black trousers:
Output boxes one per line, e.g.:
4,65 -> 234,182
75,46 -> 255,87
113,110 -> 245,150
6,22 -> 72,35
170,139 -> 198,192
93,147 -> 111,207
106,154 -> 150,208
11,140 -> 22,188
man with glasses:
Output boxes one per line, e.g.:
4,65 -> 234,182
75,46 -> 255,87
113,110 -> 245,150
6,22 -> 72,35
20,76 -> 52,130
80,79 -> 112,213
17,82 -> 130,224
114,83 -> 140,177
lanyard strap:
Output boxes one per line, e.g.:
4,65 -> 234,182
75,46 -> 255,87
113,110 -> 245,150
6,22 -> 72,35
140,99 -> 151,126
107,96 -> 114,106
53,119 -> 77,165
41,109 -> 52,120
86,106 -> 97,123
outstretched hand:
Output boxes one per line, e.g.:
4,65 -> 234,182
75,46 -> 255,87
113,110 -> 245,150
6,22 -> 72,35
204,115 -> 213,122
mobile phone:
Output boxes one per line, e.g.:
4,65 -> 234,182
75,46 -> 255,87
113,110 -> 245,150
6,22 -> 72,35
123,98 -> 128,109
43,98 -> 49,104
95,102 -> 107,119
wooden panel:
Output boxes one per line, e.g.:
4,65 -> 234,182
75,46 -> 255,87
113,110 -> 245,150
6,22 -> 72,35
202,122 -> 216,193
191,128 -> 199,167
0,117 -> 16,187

- The task -
Print all of the entries exactly, leaving nothing out.

- Task response -
black trousers:
Output boxes one per line, e.g.:
4,65 -> 234,182
75,46 -> 255,87
113,110 -> 245,150
6,22 -> 72,35
170,139 -> 198,192
93,147 -> 111,207
106,154 -> 150,208
11,140 -> 22,188
man with glasses:
Output boxes one per line, e.g.:
4,65 -> 234,182
75,46 -> 255,87
113,110 -> 245,150
6,22 -> 72,35
20,76 -> 52,130
80,79 -> 112,213
17,82 -> 130,224
114,83 -> 140,177
lanyard strap:
Output boxes one per line, e.g.:
4,65 -> 234,182
75,46 -> 255,87
113,110 -> 245,150
6,22 -> 72,35
140,99 -> 151,126
107,96 -> 114,106
53,119 -> 77,165
41,109 -> 52,120
86,106 -> 97,123
outstretched hand:
Output boxes one per line, e.g.:
4,65 -> 234,182
75,46 -> 255,87
113,110 -> 245,150
6,22 -> 72,35
204,115 -> 213,122
mobile phone:
Output boxes one per line, e.g.:
4,65 -> 234,182
75,46 -> 255,87
113,110 -> 245,150
6,22 -> 72,35
123,98 -> 128,109
43,98 -> 49,104
95,102 -> 107,119
wooden panel:
Output boxes one per line, e.g.:
4,65 -> 234,182
75,46 -> 255,87
113,110 -> 245,150
6,22 -> 72,35
202,122 -> 216,193
191,128 -> 199,167
0,117 -> 16,187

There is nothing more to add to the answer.